# start of Text passage

It’s possible, even probable, that if you’re reading this article, you either know how to program a robot or could figure it out if you really put your mind to it. But for the rest (indeed for most people), programming is not necessarily a skill that they have at their fingertips. And even if you’re comfortable with writing code in general, writing code that gets a very complicated and expensive robot to do exactly what you want it to do is (to put it mildly) not easy.
The way robots are supposed to work (if we believe every science fictions show ever, which we do) is that they can listen to you yell at them, understand what you’re on about, and then follow the instructions that they’ve been given just as well as a human can. “As well as a human can” means understanding abstract concepts and making inferences when necessary, which is something that robots, as a rule, are absolutely terrible at.
Robots like to have detailed instructions about everything: if you want a scoop of ice cream, they need to know what ice cream is, where it is, how to open it, what to scoop it out with, how to grip the scoop, how to perform the scooping action, how to verify that the scoop was successful, how to get the ice cream from the scoop into a–oh wait, we forgot about the bowl, the robot has to have all the bowl stuff figured out in advance.
And there’s the problem: “get me a scoop of ice cream” is actually an incredibly complicated chain of actions that need to be executed in just the right way, and no human has the patience to spell it all out like a robot would want.
Cornell is trying to fix this problem by teaching robots to interpret natural language instructions, even casual ones, so that a PR2 can bring you some fancy ice cream.

# end of Text passage
# start of Stored records

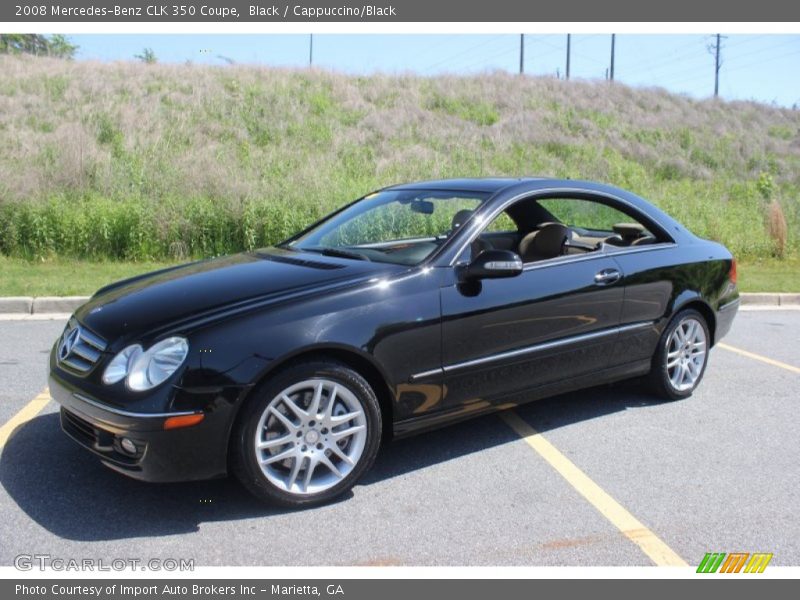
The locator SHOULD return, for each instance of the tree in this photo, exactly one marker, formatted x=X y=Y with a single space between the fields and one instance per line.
x=147 y=56
x=57 y=45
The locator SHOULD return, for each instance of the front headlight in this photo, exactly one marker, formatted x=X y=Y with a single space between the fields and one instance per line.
x=144 y=370
x=119 y=366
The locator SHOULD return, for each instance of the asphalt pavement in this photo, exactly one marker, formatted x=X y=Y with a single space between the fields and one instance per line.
x=718 y=472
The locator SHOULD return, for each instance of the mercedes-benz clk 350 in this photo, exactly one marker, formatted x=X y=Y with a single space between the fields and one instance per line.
x=410 y=308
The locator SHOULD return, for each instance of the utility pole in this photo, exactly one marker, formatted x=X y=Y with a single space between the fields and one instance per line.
x=716 y=50
x=716 y=69
x=569 y=40
x=611 y=70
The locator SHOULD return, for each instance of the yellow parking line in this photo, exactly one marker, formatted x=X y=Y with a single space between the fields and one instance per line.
x=764 y=359
x=30 y=410
x=661 y=554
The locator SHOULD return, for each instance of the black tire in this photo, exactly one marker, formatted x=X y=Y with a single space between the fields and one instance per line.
x=244 y=462
x=659 y=379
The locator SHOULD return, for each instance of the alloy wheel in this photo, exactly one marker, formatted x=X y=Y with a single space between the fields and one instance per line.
x=310 y=436
x=686 y=354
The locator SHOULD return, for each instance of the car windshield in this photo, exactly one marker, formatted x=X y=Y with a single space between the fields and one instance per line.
x=396 y=226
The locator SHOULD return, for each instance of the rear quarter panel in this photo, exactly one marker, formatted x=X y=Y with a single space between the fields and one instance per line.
x=660 y=281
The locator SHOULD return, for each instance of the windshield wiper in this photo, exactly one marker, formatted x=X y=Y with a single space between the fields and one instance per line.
x=341 y=252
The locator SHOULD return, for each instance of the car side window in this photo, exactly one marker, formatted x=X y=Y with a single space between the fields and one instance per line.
x=546 y=228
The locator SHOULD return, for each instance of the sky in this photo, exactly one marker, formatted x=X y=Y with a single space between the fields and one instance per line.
x=764 y=67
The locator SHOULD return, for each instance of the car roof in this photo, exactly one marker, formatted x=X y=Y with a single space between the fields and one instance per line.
x=475 y=184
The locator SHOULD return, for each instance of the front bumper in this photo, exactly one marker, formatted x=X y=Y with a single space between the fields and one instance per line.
x=191 y=453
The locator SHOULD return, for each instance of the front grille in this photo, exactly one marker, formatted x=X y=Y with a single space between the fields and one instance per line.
x=79 y=349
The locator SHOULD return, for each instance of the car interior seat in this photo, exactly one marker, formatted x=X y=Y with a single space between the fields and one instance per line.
x=546 y=242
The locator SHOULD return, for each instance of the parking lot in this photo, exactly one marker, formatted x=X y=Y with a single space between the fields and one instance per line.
x=613 y=477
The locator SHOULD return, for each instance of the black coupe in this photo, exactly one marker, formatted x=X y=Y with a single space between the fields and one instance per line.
x=410 y=308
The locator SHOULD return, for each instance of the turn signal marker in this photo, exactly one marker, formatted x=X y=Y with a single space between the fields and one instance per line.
x=183 y=421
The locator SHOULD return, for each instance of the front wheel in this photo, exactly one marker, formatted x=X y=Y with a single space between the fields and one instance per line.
x=681 y=357
x=307 y=435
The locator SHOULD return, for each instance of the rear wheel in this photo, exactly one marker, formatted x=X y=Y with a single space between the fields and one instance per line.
x=681 y=357
x=307 y=435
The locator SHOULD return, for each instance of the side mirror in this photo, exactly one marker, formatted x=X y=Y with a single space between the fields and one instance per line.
x=494 y=264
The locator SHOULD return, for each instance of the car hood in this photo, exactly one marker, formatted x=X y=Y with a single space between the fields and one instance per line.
x=177 y=298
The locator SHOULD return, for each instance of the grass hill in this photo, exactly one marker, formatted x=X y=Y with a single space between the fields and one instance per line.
x=138 y=162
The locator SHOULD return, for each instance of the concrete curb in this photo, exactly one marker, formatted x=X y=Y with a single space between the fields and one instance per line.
x=21 y=305
x=42 y=304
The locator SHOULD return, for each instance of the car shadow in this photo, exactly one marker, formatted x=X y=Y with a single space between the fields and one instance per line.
x=68 y=492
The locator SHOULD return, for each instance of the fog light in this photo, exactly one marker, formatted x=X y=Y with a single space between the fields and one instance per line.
x=128 y=446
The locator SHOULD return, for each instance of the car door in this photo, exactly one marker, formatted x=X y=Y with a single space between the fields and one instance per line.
x=552 y=322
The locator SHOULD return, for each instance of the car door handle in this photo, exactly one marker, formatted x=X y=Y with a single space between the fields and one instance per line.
x=607 y=277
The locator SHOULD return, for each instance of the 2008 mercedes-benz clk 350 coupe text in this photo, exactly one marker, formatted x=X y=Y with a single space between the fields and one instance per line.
x=413 y=307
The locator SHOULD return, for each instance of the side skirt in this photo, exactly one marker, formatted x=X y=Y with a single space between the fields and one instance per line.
x=479 y=407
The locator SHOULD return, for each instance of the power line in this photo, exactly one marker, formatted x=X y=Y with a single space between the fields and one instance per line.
x=464 y=52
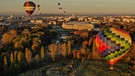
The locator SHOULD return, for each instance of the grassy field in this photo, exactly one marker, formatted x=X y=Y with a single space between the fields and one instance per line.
x=101 y=68
x=86 y=68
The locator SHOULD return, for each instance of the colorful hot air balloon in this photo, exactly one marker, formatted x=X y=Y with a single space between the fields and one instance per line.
x=113 y=44
x=38 y=7
x=58 y=3
x=29 y=7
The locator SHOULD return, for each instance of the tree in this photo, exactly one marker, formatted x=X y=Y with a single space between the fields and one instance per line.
x=69 y=47
x=19 y=56
x=11 y=57
x=53 y=50
x=5 y=60
x=15 y=55
x=28 y=55
x=63 y=50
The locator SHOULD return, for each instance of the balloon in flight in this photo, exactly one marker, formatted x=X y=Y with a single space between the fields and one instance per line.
x=38 y=7
x=29 y=7
x=58 y=3
x=113 y=44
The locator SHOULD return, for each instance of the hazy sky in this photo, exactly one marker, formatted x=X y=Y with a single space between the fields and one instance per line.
x=91 y=7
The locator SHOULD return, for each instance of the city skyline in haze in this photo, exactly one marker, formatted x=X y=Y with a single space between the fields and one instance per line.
x=79 y=7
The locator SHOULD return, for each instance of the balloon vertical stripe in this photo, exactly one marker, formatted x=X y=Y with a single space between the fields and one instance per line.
x=113 y=44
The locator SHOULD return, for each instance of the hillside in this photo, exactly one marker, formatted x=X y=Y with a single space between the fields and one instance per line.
x=86 y=68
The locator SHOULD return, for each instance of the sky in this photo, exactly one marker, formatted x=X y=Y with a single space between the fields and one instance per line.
x=83 y=7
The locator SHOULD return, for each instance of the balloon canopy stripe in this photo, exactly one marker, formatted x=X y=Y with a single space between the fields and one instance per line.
x=29 y=7
x=113 y=43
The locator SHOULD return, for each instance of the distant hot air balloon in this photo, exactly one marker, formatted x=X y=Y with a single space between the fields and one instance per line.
x=58 y=3
x=60 y=7
x=38 y=7
x=29 y=7
x=113 y=44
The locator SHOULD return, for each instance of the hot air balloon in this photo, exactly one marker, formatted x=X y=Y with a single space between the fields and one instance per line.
x=29 y=7
x=38 y=7
x=113 y=44
x=58 y=3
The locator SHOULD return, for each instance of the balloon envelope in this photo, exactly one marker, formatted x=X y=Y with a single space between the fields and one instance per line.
x=58 y=3
x=113 y=44
x=38 y=7
x=29 y=7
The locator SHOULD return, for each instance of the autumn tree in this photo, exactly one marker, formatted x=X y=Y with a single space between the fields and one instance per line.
x=28 y=55
x=53 y=51
x=36 y=43
x=5 y=60
x=8 y=37
x=11 y=57
x=69 y=47
x=19 y=56
x=15 y=55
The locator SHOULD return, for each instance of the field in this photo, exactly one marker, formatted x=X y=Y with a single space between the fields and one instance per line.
x=102 y=68
x=86 y=68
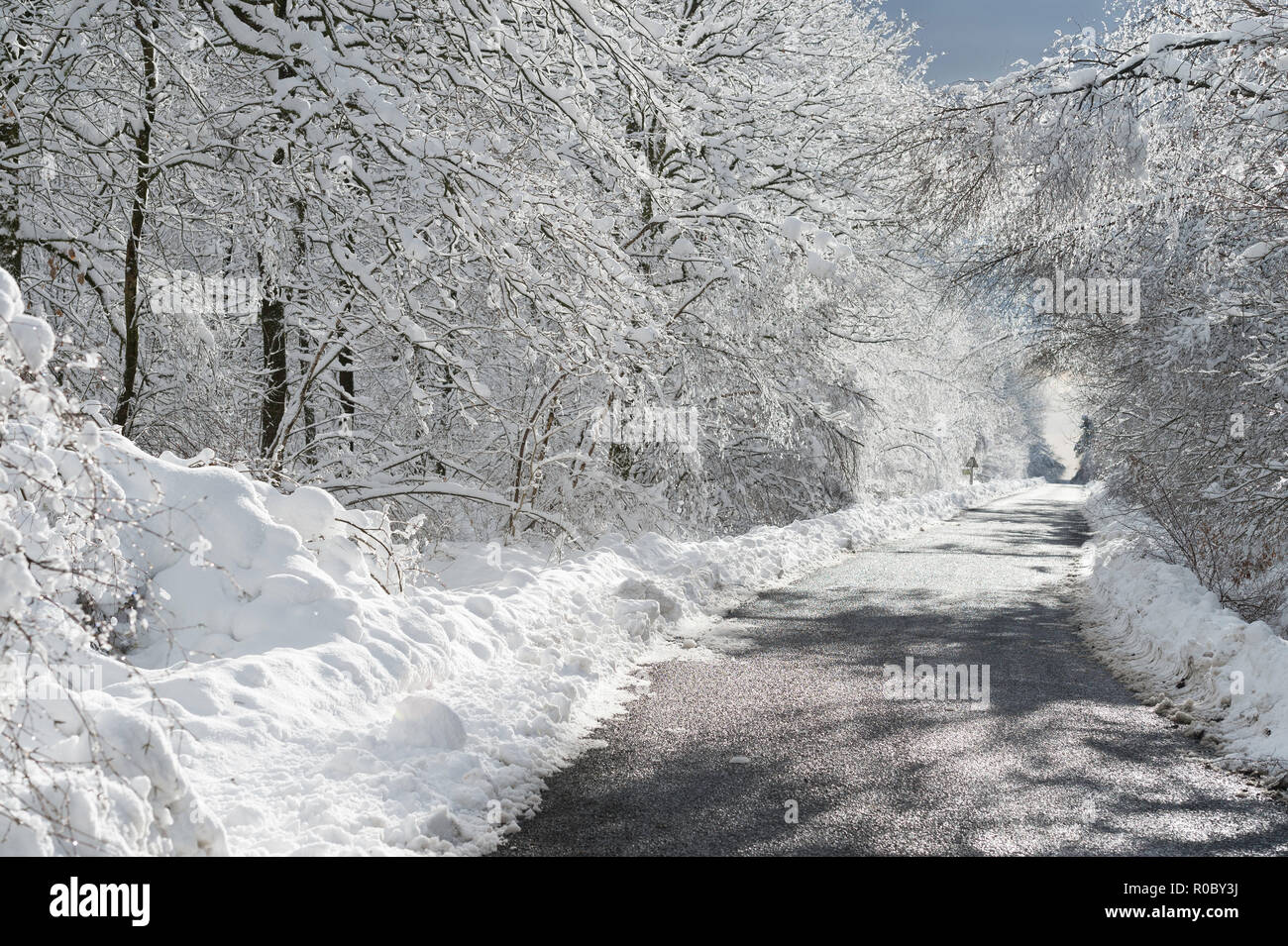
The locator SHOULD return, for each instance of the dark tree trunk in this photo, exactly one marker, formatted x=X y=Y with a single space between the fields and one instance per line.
x=143 y=174
x=271 y=323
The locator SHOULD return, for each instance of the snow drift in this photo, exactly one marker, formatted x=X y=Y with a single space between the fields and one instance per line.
x=1171 y=640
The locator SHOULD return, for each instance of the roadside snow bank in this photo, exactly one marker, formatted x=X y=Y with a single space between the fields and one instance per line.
x=1172 y=641
x=307 y=709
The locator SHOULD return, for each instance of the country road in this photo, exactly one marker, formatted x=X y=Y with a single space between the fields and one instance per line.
x=790 y=714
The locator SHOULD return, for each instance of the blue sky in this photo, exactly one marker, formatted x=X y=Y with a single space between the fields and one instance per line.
x=979 y=39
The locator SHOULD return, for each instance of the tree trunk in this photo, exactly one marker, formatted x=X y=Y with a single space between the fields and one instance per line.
x=143 y=171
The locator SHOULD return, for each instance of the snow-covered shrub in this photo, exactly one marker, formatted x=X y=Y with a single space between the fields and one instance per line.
x=76 y=774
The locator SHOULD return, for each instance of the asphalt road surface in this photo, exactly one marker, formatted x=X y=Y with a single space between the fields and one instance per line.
x=791 y=716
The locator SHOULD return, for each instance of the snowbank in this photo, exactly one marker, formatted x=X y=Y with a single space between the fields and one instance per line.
x=310 y=710
x=1173 y=643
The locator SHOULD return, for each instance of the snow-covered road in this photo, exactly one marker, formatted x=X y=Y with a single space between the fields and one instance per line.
x=787 y=743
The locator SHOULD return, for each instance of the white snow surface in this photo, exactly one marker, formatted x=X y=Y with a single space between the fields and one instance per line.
x=309 y=710
x=1175 y=644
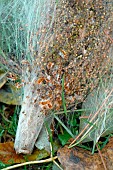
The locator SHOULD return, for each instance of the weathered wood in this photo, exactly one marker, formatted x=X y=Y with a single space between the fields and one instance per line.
x=30 y=121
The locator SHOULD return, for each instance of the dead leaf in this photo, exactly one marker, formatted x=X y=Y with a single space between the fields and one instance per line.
x=80 y=159
x=8 y=154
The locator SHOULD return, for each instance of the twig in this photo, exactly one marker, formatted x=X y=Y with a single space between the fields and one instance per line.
x=105 y=168
x=31 y=162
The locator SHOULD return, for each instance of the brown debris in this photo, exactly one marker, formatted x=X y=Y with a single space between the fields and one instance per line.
x=80 y=159
x=79 y=50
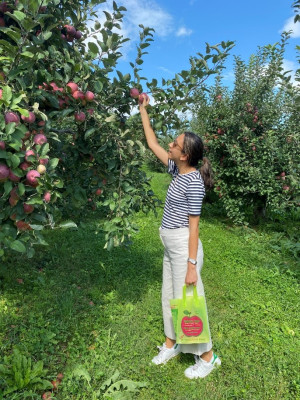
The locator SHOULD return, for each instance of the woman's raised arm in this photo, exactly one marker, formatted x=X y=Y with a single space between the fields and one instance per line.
x=151 y=138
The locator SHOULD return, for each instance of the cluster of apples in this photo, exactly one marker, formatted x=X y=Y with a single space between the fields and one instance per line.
x=69 y=33
x=76 y=94
x=135 y=94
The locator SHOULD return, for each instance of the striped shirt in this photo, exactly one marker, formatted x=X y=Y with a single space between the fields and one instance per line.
x=184 y=198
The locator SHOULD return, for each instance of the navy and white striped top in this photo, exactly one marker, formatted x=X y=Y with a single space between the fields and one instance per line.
x=184 y=198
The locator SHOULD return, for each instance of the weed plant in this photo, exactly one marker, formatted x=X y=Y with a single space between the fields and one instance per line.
x=95 y=316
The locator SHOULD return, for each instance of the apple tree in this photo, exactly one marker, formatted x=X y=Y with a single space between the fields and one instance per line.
x=251 y=136
x=68 y=141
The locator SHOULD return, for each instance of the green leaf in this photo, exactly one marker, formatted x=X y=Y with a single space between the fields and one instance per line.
x=67 y=224
x=89 y=132
x=6 y=94
x=93 y=47
x=17 y=245
x=81 y=372
x=15 y=161
x=7 y=187
x=27 y=54
x=21 y=189
x=53 y=163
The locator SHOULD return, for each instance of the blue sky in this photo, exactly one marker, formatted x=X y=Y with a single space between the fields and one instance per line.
x=183 y=26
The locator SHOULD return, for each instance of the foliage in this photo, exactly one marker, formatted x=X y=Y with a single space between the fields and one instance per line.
x=152 y=161
x=120 y=389
x=252 y=135
x=91 y=148
x=19 y=373
x=87 y=313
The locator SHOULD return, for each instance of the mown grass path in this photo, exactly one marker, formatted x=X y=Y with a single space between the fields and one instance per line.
x=88 y=313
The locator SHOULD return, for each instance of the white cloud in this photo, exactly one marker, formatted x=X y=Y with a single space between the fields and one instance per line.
x=229 y=76
x=168 y=71
x=147 y=13
x=291 y=26
x=184 y=32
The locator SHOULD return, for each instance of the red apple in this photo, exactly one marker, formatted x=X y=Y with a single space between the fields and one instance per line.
x=30 y=119
x=13 y=177
x=89 y=96
x=143 y=96
x=47 y=396
x=24 y=165
x=70 y=30
x=73 y=86
x=44 y=161
x=41 y=169
x=78 y=95
x=78 y=35
x=40 y=139
x=4 y=172
x=134 y=93
x=47 y=197
x=12 y=117
x=79 y=116
x=32 y=176
x=29 y=153
x=28 y=208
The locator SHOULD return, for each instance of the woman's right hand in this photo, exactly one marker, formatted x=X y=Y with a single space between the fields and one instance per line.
x=145 y=103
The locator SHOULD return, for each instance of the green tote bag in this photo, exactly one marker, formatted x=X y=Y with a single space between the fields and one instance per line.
x=190 y=318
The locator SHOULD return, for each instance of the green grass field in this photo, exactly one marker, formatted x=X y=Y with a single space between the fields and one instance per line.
x=88 y=313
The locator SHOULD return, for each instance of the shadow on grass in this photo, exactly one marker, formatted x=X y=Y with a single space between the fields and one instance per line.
x=73 y=283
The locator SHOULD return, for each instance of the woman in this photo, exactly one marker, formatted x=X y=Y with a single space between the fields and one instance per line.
x=183 y=256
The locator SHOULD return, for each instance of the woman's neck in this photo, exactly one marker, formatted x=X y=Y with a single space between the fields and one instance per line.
x=185 y=168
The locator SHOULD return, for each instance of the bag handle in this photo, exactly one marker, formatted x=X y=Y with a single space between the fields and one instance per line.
x=195 y=294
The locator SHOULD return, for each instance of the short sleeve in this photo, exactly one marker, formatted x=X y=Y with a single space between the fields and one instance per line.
x=195 y=194
x=172 y=168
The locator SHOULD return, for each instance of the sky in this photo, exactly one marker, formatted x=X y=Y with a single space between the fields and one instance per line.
x=182 y=27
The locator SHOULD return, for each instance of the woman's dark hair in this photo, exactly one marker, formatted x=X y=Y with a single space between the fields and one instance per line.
x=193 y=148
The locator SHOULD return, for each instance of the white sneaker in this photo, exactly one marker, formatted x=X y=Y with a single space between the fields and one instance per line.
x=202 y=368
x=165 y=354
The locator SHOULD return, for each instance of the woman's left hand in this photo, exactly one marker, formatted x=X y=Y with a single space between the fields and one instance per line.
x=191 y=275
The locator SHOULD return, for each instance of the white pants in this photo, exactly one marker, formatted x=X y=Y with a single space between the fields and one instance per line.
x=176 y=244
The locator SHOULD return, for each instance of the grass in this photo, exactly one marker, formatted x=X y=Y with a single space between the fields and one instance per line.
x=87 y=313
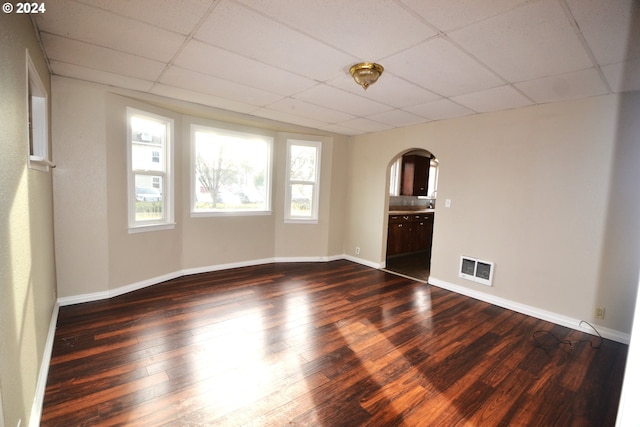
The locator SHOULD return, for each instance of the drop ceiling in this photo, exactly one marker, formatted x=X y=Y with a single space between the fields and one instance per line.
x=288 y=60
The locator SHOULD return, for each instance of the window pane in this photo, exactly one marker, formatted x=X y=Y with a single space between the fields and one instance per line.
x=231 y=172
x=147 y=145
x=149 y=198
x=301 y=200
x=303 y=163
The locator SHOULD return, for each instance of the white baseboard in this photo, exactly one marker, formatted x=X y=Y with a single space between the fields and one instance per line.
x=41 y=384
x=538 y=313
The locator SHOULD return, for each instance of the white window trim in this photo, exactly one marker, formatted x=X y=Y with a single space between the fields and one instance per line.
x=309 y=141
x=229 y=129
x=167 y=222
x=38 y=129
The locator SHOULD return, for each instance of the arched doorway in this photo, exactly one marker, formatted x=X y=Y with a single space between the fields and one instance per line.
x=413 y=185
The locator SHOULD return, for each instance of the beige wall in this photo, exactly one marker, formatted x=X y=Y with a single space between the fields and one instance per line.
x=27 y=270
x=530 y=191
x=98 y=255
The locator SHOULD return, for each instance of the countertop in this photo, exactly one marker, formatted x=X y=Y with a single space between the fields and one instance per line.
x=406 y=210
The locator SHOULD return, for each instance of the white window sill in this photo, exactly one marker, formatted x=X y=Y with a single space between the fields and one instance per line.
x=300 y=221
x=151 y=227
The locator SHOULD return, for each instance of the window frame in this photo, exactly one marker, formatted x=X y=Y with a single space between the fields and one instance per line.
x=166 y=175
x=306 y=141
x=230 y=130
x=37 y=101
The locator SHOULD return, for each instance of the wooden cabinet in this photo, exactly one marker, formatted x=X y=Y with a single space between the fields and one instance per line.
x=409 y=233
x=415 y=175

# end of Stored records

§ **Your objective**:
Revise the passage on giving robots instructions, starting with "Robots like to" and going on through "fancy ice cream.", so that "dish" replaces "bowl".

§ **Reply**:
Robots like to have detailed instructions about everything: if you want a scoop of ice cream, they need to know what ice cream is, where it is, how to open it, what to scoop it out with, how to grip the scoop, how to perform the scooping action, how to verify that the scoop was successful, how to get the ice cream from the scoop into a–oh wait, we forgot about the dish, the robot has to have all the dish stuff figured out in advance.
And there’s the problem: “get me a scoop of ice cream” is actually an incredibly complicated chain of actions that need to be executed in just the right way, and no human has the patience to spell it all out like a robot would want.
Cornell is trying to fix this problem by teaching robots to interpret natural language instructions, even casual ones, so that a PR2 can bring you some fancy ice cream.